* _Supplied passage_
○ ○ ○ ○ ○ ○ ○
Orthogonal and modular approaches for the construction of nanostructured hybrid polymers

X. Jia
University of Delaware, US

Keywords: nanopolymers

Summary:

Rapid and bioorthogonal reactions, when combined with modular building blocks, enable the construction of polymeric materials with complex molecular architecture, tunable mechanical properties and unique nanoscale organizations. For example, elastin mimetic hybrid polymers (EMHPs) composed of poly(ethylene glycol) (PEG) alternating with an alanine-rich, lysine-containing peptide [(AKA3KA)2, AK2], with or without the cell-binding domains, were synthesized by condensation polymerization employing copper (I) catalyzed alyne-azide cycloaddition (CuAAC) reaction. Covalent crosslinking of [PEG-AK2]n through the lysine amines afforded cell-adhesive, elastomeric hydrogels. Separately, EMHPs consisting of poly(acrylic acid) (PAA) alternating with a elastin-based peptide [(VPGVG)2 (VG2)] have also been successfully synthesized under CuAAC conditions. [PAA-VG2]n self-assembled into discrete nanoparticles through the concerted interactions between the constituent building blocks. Recently, tetrazine ligation, an ultrafast cycloaddition of s-tetrazine (Tz) with trans-cyclooctene (TCO) derivatives, was employed for the synthesis of multiblock copolymers using homo-difunctional Tz and TCO derivatives as the building blocks. Judicial selection of the monomeric building blocks allowed for the polymerization to be carried out at the immiscible solvent interface. As the polymerization proceeded, high molecular weight polymer fibers were pulled out of the interface. Compared to the corresponding solution phase polymerization, the interfacial process gave rise to polymers with a higher molecular weight and a narrower molecular weight distribution. Inspection of the micron-sized fibers by FIB-SEM revealed the presence of nanosized pores in the fiber interior. Introduction of RGD-based peptidic building block in the monomer mixture resulted in a quantitative incorporation of the peptide in the resultant copolymers. The modular approaches allow facile substitution of the polymer and peptide segments to fine-tune the materials properties for applications in tissue engineering and drug delivery.
○ ○ ○ ○ ○ ○ ○
* _Provided records_
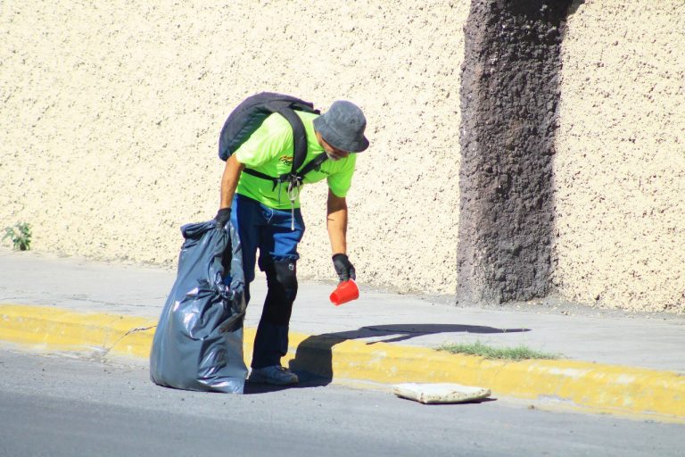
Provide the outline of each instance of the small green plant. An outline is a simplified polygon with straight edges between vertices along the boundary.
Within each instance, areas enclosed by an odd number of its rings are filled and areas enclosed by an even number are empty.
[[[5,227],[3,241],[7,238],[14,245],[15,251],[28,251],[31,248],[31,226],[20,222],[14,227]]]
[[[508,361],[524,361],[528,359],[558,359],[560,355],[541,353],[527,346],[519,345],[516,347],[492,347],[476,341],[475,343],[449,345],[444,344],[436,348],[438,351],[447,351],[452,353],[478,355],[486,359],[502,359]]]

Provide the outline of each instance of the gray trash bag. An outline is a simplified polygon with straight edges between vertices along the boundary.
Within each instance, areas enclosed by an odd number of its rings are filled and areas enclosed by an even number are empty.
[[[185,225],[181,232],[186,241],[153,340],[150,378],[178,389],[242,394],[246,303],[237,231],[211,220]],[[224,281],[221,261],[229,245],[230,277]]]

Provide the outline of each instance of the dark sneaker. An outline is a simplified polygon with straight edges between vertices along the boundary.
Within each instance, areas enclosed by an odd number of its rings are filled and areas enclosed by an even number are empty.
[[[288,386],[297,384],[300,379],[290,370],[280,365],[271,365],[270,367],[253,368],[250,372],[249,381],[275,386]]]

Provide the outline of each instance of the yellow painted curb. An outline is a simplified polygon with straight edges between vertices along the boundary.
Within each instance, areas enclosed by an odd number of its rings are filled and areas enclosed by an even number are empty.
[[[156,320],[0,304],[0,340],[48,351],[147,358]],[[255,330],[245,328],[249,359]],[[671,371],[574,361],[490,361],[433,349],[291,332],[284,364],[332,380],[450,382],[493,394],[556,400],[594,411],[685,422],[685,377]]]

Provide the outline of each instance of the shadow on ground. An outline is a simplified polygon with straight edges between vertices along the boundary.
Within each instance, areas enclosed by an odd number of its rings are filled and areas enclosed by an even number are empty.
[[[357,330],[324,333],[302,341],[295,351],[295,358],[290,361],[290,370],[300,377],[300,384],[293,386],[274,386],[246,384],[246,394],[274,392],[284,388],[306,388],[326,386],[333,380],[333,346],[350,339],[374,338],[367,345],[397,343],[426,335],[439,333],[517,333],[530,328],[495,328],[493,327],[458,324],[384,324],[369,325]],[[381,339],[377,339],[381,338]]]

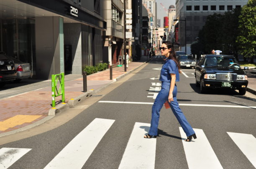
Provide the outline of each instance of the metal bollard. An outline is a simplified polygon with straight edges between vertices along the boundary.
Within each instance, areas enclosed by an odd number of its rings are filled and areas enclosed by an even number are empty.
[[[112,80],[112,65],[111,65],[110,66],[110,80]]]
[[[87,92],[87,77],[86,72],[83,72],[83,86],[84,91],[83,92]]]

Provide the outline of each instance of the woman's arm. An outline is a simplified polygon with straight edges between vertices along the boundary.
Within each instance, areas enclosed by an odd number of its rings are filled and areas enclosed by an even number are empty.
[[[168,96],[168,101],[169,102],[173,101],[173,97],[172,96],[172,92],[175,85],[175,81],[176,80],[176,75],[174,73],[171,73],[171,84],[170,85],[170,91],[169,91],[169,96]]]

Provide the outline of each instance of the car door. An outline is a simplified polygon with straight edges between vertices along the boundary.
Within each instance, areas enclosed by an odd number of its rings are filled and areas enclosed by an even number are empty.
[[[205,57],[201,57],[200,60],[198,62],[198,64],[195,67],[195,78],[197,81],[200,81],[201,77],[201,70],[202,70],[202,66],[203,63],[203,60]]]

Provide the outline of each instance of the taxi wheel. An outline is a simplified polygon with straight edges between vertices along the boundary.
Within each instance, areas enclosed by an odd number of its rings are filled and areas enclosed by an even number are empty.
○ ○ ○ ○ ○ ○ ○
Answer these from the summary on nanostructured hybrid polymers:
1. What did [PAA-VG2]n self-assemble into?
2. Tetrazine ligation is the cycloaddition of s-tetrazine with what?
3. What did FIB-SEM inspection of the micron-sized fibers reveal?

* _Response to this task_
1. Discrete nanoparticles.
2. Trans-cyclooctene (TCO) derivatives.
3. Nanosized pores in the fiber interior.